OBJECTIVE
Convert every entry below into a Markdown table with the columns Row and Line, placing each nonblank line in its own numbered row. Leave out blank lines and the pictures.

Data listing:
******

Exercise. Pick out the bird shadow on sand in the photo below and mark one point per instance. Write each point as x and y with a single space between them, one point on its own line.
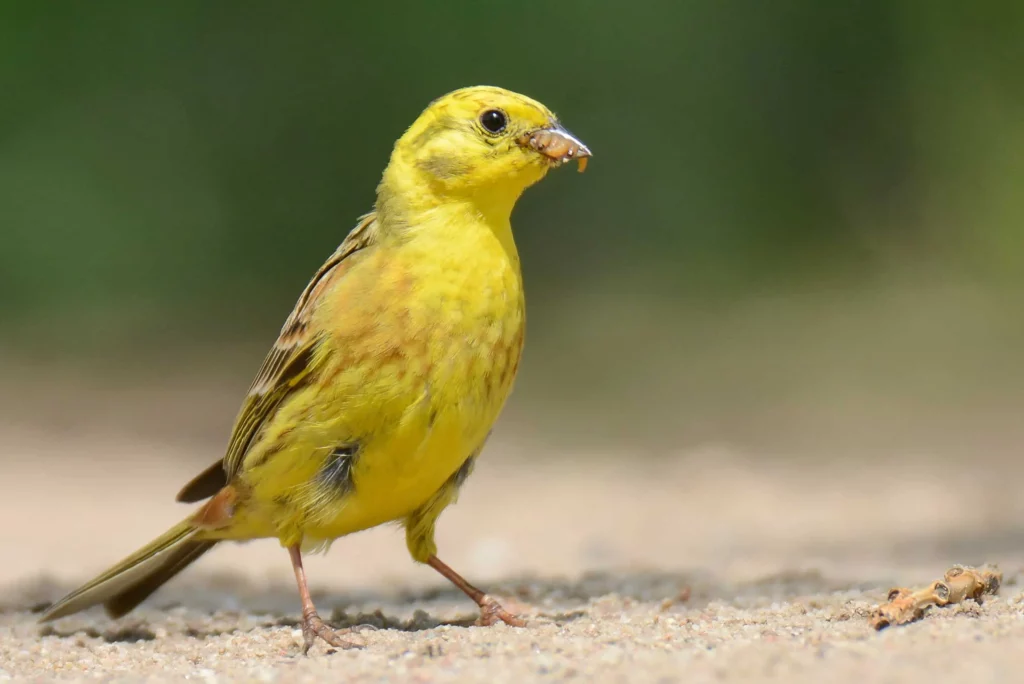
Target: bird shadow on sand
211 605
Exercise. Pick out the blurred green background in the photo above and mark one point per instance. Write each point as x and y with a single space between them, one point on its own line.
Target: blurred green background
801 228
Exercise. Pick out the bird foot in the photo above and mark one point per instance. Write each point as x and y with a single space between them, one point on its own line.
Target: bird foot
313 628
493 612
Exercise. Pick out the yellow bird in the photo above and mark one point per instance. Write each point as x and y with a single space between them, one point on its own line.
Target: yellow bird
391 369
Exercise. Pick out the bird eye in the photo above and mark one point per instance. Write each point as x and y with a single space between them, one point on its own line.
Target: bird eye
494 121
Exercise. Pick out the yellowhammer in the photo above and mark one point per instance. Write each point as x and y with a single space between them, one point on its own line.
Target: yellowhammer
389 373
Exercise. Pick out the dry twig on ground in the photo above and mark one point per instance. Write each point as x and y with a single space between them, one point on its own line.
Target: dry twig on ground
958 584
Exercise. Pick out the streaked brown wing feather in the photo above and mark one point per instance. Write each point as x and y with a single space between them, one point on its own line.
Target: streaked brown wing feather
286 368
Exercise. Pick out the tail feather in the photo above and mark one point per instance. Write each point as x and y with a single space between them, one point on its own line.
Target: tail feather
130 582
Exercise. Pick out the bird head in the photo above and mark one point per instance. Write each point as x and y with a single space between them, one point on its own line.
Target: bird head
484 141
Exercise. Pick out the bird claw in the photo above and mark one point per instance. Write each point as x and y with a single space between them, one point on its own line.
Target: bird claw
493 612
313 628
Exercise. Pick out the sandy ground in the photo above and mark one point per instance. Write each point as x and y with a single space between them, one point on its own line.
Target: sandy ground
782 563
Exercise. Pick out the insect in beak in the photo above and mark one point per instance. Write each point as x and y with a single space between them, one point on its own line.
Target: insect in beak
557 144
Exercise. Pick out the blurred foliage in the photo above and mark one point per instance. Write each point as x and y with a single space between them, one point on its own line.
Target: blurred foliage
164 165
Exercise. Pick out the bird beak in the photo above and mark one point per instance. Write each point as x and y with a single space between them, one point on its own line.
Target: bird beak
557 144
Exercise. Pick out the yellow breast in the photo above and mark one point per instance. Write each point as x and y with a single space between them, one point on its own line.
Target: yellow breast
425 343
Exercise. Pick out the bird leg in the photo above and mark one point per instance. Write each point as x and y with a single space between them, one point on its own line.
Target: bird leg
491 610
312 626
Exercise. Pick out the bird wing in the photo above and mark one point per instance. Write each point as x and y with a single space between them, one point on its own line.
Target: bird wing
285 368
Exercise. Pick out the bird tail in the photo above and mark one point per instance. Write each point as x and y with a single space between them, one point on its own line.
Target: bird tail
130 582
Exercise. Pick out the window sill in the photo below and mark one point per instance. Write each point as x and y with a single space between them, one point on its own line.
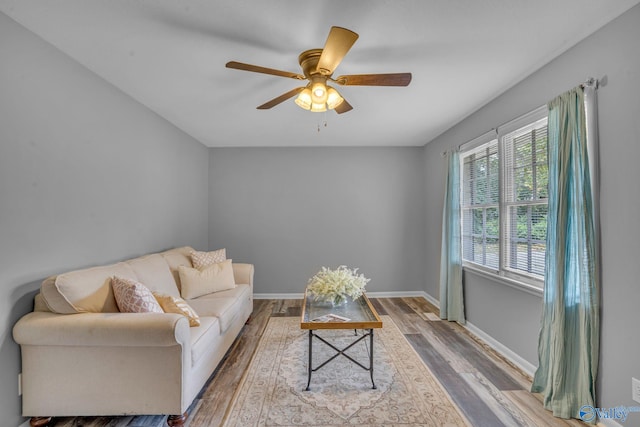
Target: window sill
516 284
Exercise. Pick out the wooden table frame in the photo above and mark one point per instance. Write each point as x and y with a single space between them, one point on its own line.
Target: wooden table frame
368 324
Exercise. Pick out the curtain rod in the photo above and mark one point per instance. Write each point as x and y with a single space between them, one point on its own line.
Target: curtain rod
590 82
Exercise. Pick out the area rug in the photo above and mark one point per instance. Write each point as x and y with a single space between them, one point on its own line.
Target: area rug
272 392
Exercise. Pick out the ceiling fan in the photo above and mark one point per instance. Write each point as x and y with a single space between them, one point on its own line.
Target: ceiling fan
318 66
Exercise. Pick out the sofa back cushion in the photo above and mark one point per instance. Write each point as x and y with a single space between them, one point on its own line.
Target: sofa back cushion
85 291
175 258
215 278
90 290
153 272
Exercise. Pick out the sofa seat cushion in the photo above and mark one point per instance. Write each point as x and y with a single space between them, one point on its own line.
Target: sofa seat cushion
225 305
85 291
203 337
153 272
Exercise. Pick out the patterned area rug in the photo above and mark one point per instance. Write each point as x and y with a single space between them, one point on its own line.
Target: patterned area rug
272 391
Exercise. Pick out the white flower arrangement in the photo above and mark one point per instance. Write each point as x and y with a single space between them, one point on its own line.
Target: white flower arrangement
336 285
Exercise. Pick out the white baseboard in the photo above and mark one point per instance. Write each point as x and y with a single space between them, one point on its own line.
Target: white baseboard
278 296
608 423
505 351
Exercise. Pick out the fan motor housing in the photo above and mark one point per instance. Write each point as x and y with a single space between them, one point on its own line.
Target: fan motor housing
309 61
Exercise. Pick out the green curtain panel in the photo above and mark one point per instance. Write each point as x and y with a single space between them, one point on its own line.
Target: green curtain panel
451 296
568 345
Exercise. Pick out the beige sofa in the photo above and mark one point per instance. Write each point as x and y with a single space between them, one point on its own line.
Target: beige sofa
82 357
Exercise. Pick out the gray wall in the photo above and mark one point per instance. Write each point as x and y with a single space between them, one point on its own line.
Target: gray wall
293 210
87 176
512 317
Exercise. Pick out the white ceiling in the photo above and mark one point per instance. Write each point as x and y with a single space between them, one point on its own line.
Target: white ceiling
170 56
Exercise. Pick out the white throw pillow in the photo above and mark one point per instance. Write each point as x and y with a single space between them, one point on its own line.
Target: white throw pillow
134 297
171 304
215 278
201 260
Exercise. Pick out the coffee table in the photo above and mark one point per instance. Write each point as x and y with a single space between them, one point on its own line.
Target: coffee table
359 313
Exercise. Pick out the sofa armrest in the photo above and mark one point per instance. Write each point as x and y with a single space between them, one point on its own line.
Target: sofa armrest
102 329
243 273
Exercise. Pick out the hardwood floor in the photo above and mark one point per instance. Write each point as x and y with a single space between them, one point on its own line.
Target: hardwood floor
489 391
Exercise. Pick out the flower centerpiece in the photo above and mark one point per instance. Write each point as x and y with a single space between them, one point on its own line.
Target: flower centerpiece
335 286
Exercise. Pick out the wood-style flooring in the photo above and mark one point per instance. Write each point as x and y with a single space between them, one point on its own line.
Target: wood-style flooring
489 391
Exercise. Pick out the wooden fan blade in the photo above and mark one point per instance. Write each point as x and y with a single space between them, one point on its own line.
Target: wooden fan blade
281 98
394 79
335 48
343 107
257 69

******

THE ANSWER
| Row | Line |
|---|---|
| 1 | Exercise. Pick out the bird shadow on sand in the photo below and mark one point per instance. Write each point as x and y with a single space between them, one point on its own line. |
| 2 | Target: bird shadow on sand |
| 3 | 211 605 |
| 4 | Exercise. Pick out the blurred green background in the photo above and mark one point per instance. Write each point as x and y with a single space between them, one point on its own line. |
| 5 | Target: blurred green background |
| 6 | 801 228 |
| 7 | Exercise. Pick out the bird foot in the photo above and mark one point per instance. Write each point as x and y with a single space between them, one point on its own line. |
| 8 | Target: bird foot |
| 9 | 313 628 |
| 10 | 493 612 |
| 11 | Exercise. Pick out the yellow bird in the photo above and mark one point per instance. Write each point as x and y with a single space between them, one point on its own line. |
| 12 | Target: yellow bird |
| 13 | 391 369 |
| 14 | Exercise. Pick out the bird eye in the photo above and mark one point per instance. Write each point as x and y with a single space between them, one point on its own line. |
| 15 | Target: bird eye |
| 16 | 494 121 |
| 17 | Exercise. Pick out the yellowhammer in the photo above and mark one point per instance. Write each point as x and y with a single space between them, one point on its own line. |
| 18 | Target: yellowhammer |
| 19 | 389 373 |
| 20 | Exercise. Pick out the dry twig on ground in the photo above and mark one point per instance. Write each point as x and y with a single space between them, one point on its own line. |
| 21 | Target: dry twig on ground |
| 22 | 958 584 |
| 23 | Exercise. Pick out the streaked brown wing feather in the photo above and mark one point per instance. Write each point as x and y with a single space between them, one point on its own line. |
| 24 | Target: streaked brown wing feather |
| 25 | 286 368 |
| 26 | Exercise. Pick out the tail feather in the photo above and mark one point per instance. Write each point as x and y with a single space between them, one point on its own line. |
| 27 | Target: tail feather |
| 28 | 130 582 |
| 29 | Exercise. Pick out the bird head in the photo above and mark one point per instance. Write each point as x and y with a single space between them, one point on its own line. |
| 30 | Target: bird head |
| 31 | 484 141 |
| 32 | Exercise. Pick out the bird claw in the photo above and mark one point per instance. Write each point as x and y with a single space between them, one point on its own line. |
| 33 | Target: bird claw |
| 34 | 493 612 |
| 35 | 313 628 |
| 36 | Exercise. Pick out the sandy ground in the photo above and mark one point per instance. Write each point as x and y with a single space between them, one point on its own line. |
| 37 | Target: sandy ground |
| 38 | 782 563 |
| 39 | Exercise. Pick out the insect in beak in the photo above and mark one point per instance. Write each point as x and y with a single space between them, one point on its own line. |
| 40 | Target: insect in beak |
| 41 | 557 144 |
| 42 | Exercise. Pick out the blurred foliage in the photo above and mark one point per instance. Write each point as x and y with a single space between them, one point on its own line. |
| 43 | Target: blurred foliage |
| 44 | 164 165 |
| 45 | Exercise. Pick out the bird beak in the photo above and mark one point per instance. Write each point as x and y with a single space between them, one point on its own line. |
| 46 | Target: bird beak |
| 47 | 557 144 |
| 48 | Exercise. Pick out the yellow breast in the photo above and mark one point per instance. Write each point as x and y with a single space between them, one point on its own line. |
| 49 | Target: yellow breast |
| 50 | 425 343 |
| 51 | Exercise. Pick out the bird leg in the photo above and mark one point per instance. Write each point as x and y with a single space between them, one point on its own line. |
| 52 | Target: bird leg |
| 53 | 491 610 |
| 54 | 312 626 |
| 55 | Exercise. Pick out the bird wing in the photo above and mark one point per instance. Write each point as x and y with a single space between them, one point on its own line. |
| 56 | Target: bird wing |
| 57 | 285 368 |
| 58 | Exercise. Pick out the bird tail in the photo above and mark one point per instance. Write each point as x and y with a single space between them, one point on its own line. |
| 59 | Target: bird tail |
| 60 | 130 582 |
| 61 | Exercise. Pick out the window sill in the photo below and mark one point per instance. Write each point as x and y with a single space between them, one point on its own line. |
| 62 | Target: window sill |
| 63 | 516 284 |
| 64 | Exercise. Pick out the wooden table frame in the photo above and mark one point per instance. Write each point as x and y with a single space between them, one point on its own line. |
| 65 | Target: wooden table frame |
| 66 | 368 324 |
| 67 | Exercise. Pick out the curtain rod in the photo above and mark one point per instance. Write each point as x and y with a single space between them, one point on its own line. |
| 68 | Target: curtain rod |
| 69 | 590 82 |
| 70 | Exercise. Pick out the area rug in the photo above and mark one point per instance. Write each point as x and y with a single space between them, one point on its own line. |
| 71 | Target: area rug |
| 72 | 272 392 |
| 73 | Exercise. Pick out the ceiling fan in the photo above and mark one point per instance. Write each point as x and y with a single space between them, one point on its own line. |
| 74 | Target: ceiling fan |
| 75 | 318 66 |
| 76 | Exercise. Pick out the sofa back cushion in the photo above and mark one point per instance. Write each point as x and y with a single space between them, one point on its own line. |
| 77 | Target: sofa back cushion |
| 78 | 85 291 |
| 79 | 175 258 |
| 80 | 215 278 |
| 81 | 90 290 |
| 82 | 153 272 |
| 83 | Exercise. Pick out the sofa seat cushion in the photo above and mark one point per instance. Write each point as x and y with a single space between them, one point on its own line. |
| 84 | Target: sofa seat cushion |
| 85 | 225 305 |
| 86 | 85 291 |
| 87 | 203 337 |
| 88 | 153 272 |
| 89 | Exercise. Pick out the patterned area rug in the photo above and mark one point per instance. Write each point as x and y with a single space between them, one point on its own line. |
| 90 | Target: patterned area rug |
| 91 | 272 391 |
| 92 | Exercise. Pick out the white flower arrangement in the photo above and mark one point per instance. Write each point as x and y with a single space between them, one point on its own line. |
| 93 | Target: white flower arrangement |
| 94 | 336 285 |
| 95 | Exercise. Pick out the white baseboard in the photo above and mark one point per instance. Write each point as x and y with a single space between them, one point on its own line. |
| 96 | Target: white baseboard |
| 97 | 278 296 |
| 98 | 608 423 |
| 99 | 505 351 |
| 100 | Exercise. Pick out the fan motor housing in the photo above and mark one point per instance. Write each point as x and y with a single space between them, one point on its own line. |
| 101 | Target: fan motor housing |
| 102 | 309 61 |
| 103 | Exercise. Pick out the green curtain panel in the photo above and mark one point per instance. Write each point as x and y with a single space between them, one point on its own line. |
| 104 | Target: green curtain panel |
| 105 | 451 296 |
| 106 | 568 345 |
| 107 | Exercise. Pick out the beige sofa in the photo above and mark one point per instance. Write each point as x and y with a single space between them, one point on its own line. |
| 108 | Target: beige sofa |
| 109 | 82 357 |
| 110 | Exercise. Pick out the gray wall in the photo above and mark one point per instance. Write each point as x and y with a single space between them, one point on its own line. |
| 111 | Target: gray wall |
| 112 | 293 210 |
| 113 | 87 176 |
| 114 | 512 317 |
| 115 | Exercise. Pick out the white ceiling in the photo above and mark one point per instance. Write each point as x and y with a single space between them, one point on its own line. |
| 116 | Target: white ceiling |
| 117 | 170 56 |
| 118 | Exercise. Pick out the white throw pillow in the photo above and mark one point per instance. Write each point as x and y with a single space between them, one point on its own line. |
| 119 | Target: white throw pillow |
| 120 | 134 297 |
| 121 | 171 304 |
| 122 | 215 278 |
| 123 | 201 260 |
| 124 | Exercise. Pick out the coffee table in the photo above and mark one point per instance. Write each point as x and y with a single space between them, one point on its own line. |
| 125 | Target: coffee table |
| 126 | 359 313 |
| 127 | Exercise. Pick out the sofa armrest in the photo above and mark one point per instance. Write each point as x and y with a single space between them, one point on its own line. |
| 128 | Target: sofa armrest |
| 129 | 102 329 |
| 130 | 243 273 |
| 131 | Exercise. Pick out the hardwood floor in the photo above and mark one point per instance. Write each point as x and y with a single space between them, one point on its own line. |
| 132 | Target: hardwood floor |
| 133 | 489 391 |
| 134 | Exercise. Pick out the flower centerpiece in the photo above and mark one point per instance. Write each point as x and y with a single space between them, one point on its own line. |
| 135 | Target: flower centerpiece |
| 136 | 335 286 |
| 137 | Exercise. Pick out the wood-style flooring in the photo above and mark one point per instance. Write each point as x and y with a single space between them, one point on its own line. |
| 138 | Target: wood-style flooring |
| 139 | 489 391 |
| 140 | Exercise. Pick out the wooden fan blade in the photo above and mark one point per instance. Write each point as x and y with a single space between them, one point on its own line. |
| 141 | Target: wooden fan blade |
| 142 | 281 98 |
| 143 | 394 79 |
| 144 | 335 48 |
| 145 | 343 107 |
| 146 | 257 69 |